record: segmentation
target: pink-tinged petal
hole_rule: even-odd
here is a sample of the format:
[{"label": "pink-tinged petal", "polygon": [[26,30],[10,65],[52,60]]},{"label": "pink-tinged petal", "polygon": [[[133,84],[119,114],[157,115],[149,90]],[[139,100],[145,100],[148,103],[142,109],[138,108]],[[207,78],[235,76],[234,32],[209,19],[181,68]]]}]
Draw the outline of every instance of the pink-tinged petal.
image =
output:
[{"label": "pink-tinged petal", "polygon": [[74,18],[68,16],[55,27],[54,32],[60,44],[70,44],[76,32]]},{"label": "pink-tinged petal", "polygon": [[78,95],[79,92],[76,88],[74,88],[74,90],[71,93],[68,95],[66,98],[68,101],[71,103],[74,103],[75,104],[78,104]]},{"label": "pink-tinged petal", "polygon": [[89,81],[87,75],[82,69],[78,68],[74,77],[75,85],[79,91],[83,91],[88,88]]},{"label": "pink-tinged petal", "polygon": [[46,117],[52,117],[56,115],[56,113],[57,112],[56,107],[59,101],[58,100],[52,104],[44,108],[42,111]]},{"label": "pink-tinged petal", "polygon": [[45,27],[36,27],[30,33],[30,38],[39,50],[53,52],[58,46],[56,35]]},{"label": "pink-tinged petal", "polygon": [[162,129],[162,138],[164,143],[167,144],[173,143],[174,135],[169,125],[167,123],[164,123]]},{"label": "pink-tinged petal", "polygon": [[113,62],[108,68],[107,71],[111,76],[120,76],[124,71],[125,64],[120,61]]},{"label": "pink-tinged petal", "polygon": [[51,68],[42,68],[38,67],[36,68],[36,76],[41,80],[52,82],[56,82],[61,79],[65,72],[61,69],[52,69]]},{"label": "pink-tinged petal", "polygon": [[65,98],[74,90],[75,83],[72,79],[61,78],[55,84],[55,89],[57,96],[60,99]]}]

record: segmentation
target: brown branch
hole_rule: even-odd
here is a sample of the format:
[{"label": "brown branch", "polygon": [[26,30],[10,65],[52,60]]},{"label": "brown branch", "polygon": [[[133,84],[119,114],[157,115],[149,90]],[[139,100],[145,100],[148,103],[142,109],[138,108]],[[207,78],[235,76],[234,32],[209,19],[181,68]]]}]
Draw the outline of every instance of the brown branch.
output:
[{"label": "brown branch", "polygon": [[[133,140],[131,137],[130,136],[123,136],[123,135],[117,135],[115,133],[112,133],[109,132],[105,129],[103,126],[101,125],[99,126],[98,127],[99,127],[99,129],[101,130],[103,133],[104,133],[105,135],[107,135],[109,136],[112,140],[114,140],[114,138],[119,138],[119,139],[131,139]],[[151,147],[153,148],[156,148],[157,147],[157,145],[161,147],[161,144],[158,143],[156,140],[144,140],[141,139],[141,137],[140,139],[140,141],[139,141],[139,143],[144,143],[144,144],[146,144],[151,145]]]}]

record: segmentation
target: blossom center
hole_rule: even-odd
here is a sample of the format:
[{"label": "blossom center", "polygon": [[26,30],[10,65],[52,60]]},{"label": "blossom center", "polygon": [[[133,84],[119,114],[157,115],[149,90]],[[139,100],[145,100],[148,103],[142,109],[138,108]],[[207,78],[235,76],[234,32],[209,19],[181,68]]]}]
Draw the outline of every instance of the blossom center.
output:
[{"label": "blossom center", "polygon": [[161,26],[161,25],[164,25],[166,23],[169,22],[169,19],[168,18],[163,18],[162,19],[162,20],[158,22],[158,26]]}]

☆ ☆ ☆

Show all lines of the records above that contain the string "every", copying each one in full. Case counts.

Draw the outline of every instance of the pink-tinged petal.
Draw the outline of every instance of the brown branch.
Draw the outline of every instance of the blossom center.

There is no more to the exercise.